- The Washington Times - Friday, January 12, 2007

The House yesterday passed a bipartisan bill expanding federal funding of embryonic stem-cell research, although not with enough support to override a likely presidential veto.

The Stem Cell Research Enhancement Act of 2007, which passed by a vote of 253-174, is identical to legislation that President Bush vetoed last summer — an act that the White House yesterday vowed to repeat.

The measure, which Democrats expect to be approved by the Senate, increases the limited number of embryonic stem-cell lines eligible for federal funding from the 78 the White House allows under an August 2001 executive order.

Despite the promise of a veto, the new Democratic majority says expanding stem-cell research is a winning issue that paints Mr. Bush as extreme.

■ ■ ■ ■ ■ ■ ■

Exercise description:
Give back the full article on the House stem-cell funding vote, word for word. You won't need the listing that comes next.

■ ■ ■ ■ ■ ■ ■

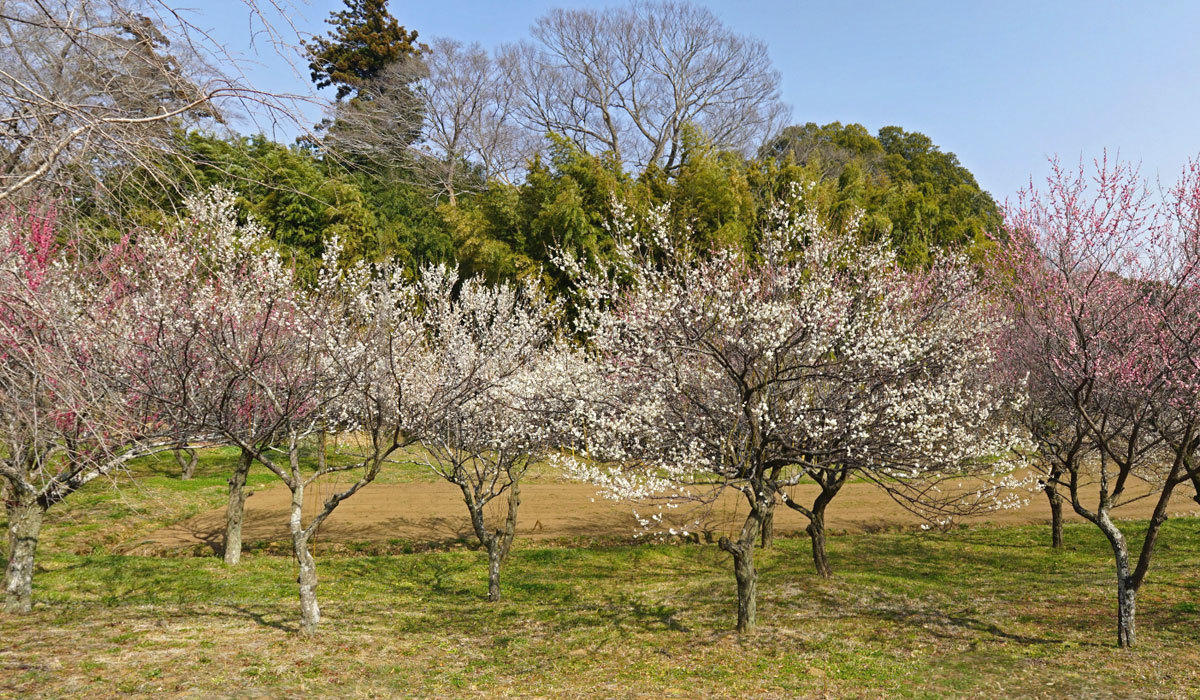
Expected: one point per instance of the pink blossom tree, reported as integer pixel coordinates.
(223, 339)
(492, 352)
(63, 422)
(1099, 281)
(819, 356)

■ ■ ■ ■ ■ ■ ■

Finished task:
- The Washington Times - Friday, January 12, 2007

The House yesterday passed a bipartisan bill expanding federal funding of embryonic stem-cell research, although not with enough support to override a likely presidential veto.

The Stem Cell Research Enhancement Act of 2007, which passed by a vote of 253-174, is identical to legislation that President Bush vetoed last summer — an act that the White House yesterday vowed to repeat.

The measure, which Democrats expect to be approved by the Senate, increases the limited number of embryonic stem-cell lines eligible for federal funding from the 78 the White House allows under an August 2001 executive order.

Despite the promise of a veto, the new Democratic majority says expanding stem-cell research is a winning issue that paints Mr. Bush as extreme.